RECORDS FOR THIS EXERCISE>

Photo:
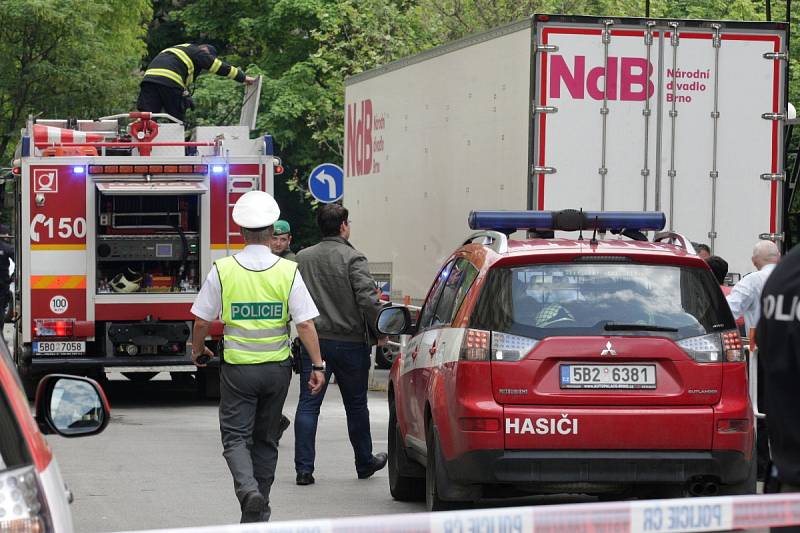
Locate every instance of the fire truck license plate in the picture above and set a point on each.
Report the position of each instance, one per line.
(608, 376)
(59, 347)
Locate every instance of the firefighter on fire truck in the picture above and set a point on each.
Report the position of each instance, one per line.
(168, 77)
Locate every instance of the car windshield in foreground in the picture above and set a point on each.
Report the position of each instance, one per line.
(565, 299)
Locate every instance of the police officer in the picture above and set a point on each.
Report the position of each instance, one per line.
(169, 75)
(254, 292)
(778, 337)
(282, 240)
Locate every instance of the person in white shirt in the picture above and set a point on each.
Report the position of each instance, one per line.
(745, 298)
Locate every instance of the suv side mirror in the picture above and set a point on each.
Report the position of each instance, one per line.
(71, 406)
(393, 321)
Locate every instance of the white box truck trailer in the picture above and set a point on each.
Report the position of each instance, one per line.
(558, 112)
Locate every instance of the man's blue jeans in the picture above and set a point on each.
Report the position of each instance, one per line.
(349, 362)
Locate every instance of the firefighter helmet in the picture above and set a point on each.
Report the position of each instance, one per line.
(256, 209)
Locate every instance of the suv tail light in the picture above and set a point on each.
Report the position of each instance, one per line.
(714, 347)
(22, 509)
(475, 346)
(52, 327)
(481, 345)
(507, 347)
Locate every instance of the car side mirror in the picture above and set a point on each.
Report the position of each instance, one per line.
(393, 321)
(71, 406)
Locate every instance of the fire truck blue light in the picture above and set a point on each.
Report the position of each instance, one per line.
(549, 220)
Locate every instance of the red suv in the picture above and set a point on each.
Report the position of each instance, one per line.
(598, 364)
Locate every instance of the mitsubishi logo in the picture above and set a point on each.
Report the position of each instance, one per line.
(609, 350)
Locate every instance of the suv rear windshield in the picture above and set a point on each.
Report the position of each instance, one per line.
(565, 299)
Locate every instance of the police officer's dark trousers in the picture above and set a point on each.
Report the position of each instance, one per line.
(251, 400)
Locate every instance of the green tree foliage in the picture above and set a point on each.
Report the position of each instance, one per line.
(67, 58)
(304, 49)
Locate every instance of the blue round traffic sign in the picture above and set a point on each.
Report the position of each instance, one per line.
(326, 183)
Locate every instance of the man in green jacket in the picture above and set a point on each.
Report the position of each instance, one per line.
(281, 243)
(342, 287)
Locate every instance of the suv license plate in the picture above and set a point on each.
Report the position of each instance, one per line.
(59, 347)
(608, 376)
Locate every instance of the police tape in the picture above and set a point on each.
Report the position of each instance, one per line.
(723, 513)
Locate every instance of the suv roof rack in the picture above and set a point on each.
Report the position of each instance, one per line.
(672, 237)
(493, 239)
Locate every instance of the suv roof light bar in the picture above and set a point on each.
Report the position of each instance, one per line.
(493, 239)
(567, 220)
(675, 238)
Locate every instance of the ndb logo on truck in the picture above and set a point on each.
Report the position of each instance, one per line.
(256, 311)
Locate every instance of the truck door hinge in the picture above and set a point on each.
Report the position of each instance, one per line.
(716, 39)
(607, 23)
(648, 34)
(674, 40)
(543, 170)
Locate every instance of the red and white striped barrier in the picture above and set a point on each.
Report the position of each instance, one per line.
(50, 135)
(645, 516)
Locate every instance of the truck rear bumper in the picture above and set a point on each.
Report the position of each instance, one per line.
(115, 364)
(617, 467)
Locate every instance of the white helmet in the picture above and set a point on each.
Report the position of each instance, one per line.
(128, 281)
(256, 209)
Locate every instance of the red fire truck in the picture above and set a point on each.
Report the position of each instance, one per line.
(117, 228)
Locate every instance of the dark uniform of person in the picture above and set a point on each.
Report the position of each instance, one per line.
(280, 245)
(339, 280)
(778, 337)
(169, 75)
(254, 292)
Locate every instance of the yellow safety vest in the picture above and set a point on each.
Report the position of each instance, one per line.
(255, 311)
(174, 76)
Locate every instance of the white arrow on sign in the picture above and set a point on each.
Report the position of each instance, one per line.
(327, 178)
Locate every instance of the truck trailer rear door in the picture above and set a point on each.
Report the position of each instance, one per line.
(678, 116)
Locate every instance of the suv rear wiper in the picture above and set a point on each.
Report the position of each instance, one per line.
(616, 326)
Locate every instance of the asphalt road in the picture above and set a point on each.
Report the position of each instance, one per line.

WORK TO COMPLETE>
Return each line of the material above in which the string "person" appears.

PROBLEM SOLUTION>
Locate every instance of the person in white shirt in the picture above and set a point on each.
Locate every instance of the dark uniform of person in the picture above and set a point on each.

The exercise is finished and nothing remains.